Answer these questions from the court judgment below:
(a) How many witnesses did the prosecution examine?
(b) Which accused did the Sessions Court acquit?
(c) At what place were accused Nos. 1 to 4 examining Manikandan when Valarmathi went there?

• Source:
◇ ◇ ◇ ◇ ◇ ◇ ◇

4. The prosecution in all examined 13 witnesses, produced Ex.P.1 to P.22
and marked MOS 1 to 4 to prove its case. When the accused were questioned
under Section 313 Cr.P.C. on the basis of the incriminating materials made
available against them, they denied each and every circumstance put up
against them as false and contrary to the facts. Neither any oral evidence
nor any documentary evidence was produced on their behalf. After
considering all the material on record and hearing the parties, the
Sessions Court had come to the conclusion that the prosecution has proved
its case only against accused Nos.1 to 3 for the offence under Sections
364, 302 and 201 IPC read with Section 34 IPC and acquitted accused Nos.4
and 5 of the charges levelled against them.
5. To challenge their conviction and sentence accused Nos.1 to 3 moved
before the High Court, which dismissed the appeal by the impugned judgment.

6. Learned counsel for the appellants would submit that the Sessions
Judge accepted the testimony of the interested witness and on the basis of
circumstantial evidence the appellants have been convicted. He would
further submit that the prosecution case rests only upon circumstantial
evidence but the prosecution has failed to prove such circumstances without
any breakage of link, convicted the appellants only on the basis of last
seen theory and the confession of accused No.3. He also submitted that the
appellants (accused Nos.1 to 3) also stand on the same footing as that of
accused Nos. 4 and 5, who were given benefit of doubt, such benefit was not
extended to accused Nos.1 to 3.
7. From the judgment passed by the Sessions Judge as affirmed by the
High Court, we find that the prosecution case rests only upon the
circumstantial evidence. The Court mainly relied upon the evidence of
Valarmathi (PW-1), mother of deceased Manikandan, confession of accused
No.3 and the postmortem report.
8. The evidence of Valarmathi (PW-1) is to the effect that her son
Manikandan was said to have given a flower to the daughter of accused No.1
and since accused No.1 was very much annoyed with Manikandan, she sent her
son to Kerala for employment in order to save him from the accused. After
sometime, Manikandan had come to his native village for celebrating Panguni
Uthiram Festival and when he was talking to his friends on one evening, he
was taken by accused Nos. 1 to 4 for questioning and on hearing the same
Valarmathi (PW-1) went to said place, namely, Mariyamman Temple where
accused Nos.1 to 4 had been examining Manikandan. She saw her son being
beaten up by the accused and at that time her son was in an unconscious
state. She went and brought the village headman. Thereafter, Manikandan was
taken from the said place in an autorickshaw by the accused. She
immediately informed the village elder. The village Head came along with
her and prevented such beating. He told the accused to leave her son at the
Police Station. The accused had kept Manikandan till 7.30 p.m. They sent
Chinnu @ Rajendiran, accused No.2 to bring the auto, accused Nos.1,2 and 3
had taken her son in that auto. Her son had not returned next day. Accused
No.1, Ramasamy later on crossed her house from whom she enquired as to the
whereabouts of her son to which he replied that her son would return within
two days. When she further enquired from accused No.1, he had replied that
he had sent him to Kerala, on paying him Rs.100/-. On the next day, i.e.

◇ ◇ ◇ ◇ ◇ ◇ ◇

• Data records:
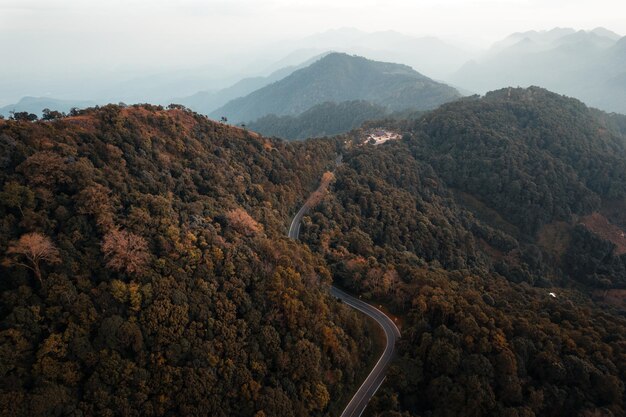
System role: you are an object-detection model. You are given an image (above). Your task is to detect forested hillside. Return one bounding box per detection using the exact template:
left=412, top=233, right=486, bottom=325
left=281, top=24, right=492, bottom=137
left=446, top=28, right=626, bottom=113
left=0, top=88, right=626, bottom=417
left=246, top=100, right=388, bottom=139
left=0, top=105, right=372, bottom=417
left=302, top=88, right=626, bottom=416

◇ ◇ ◇ ◇ ◇ ◇ ◇

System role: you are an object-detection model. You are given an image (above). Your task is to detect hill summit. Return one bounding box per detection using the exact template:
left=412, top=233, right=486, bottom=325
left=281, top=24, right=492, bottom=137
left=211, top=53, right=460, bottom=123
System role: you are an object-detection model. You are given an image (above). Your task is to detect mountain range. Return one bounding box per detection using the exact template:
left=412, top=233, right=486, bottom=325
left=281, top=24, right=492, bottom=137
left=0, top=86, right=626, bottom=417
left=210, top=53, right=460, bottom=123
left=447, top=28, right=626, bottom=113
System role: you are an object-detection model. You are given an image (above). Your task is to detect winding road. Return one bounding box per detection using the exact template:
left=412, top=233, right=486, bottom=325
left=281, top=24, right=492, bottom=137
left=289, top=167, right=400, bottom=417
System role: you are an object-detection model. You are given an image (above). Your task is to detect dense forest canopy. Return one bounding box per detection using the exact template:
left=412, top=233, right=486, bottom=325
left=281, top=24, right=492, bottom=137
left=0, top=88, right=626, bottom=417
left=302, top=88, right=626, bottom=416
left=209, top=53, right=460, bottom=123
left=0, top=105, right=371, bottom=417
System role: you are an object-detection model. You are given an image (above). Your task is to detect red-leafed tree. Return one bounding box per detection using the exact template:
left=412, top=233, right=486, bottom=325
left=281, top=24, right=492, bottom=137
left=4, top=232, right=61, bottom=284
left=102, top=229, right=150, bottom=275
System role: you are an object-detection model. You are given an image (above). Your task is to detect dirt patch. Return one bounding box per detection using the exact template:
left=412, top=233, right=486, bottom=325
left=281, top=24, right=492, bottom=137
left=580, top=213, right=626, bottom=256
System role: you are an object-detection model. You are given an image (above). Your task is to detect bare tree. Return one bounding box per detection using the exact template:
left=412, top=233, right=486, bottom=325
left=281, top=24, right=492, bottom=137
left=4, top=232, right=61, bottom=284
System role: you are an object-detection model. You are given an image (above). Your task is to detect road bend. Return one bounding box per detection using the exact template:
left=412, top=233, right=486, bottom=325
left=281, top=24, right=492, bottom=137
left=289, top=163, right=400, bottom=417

◇ ◇ ◇ ◇ ◇ ◇ ◇

• Result:
(a) 13 witnesses.
(b) Accused Nos. 4 and 5.
(c) Mariyamman Temple.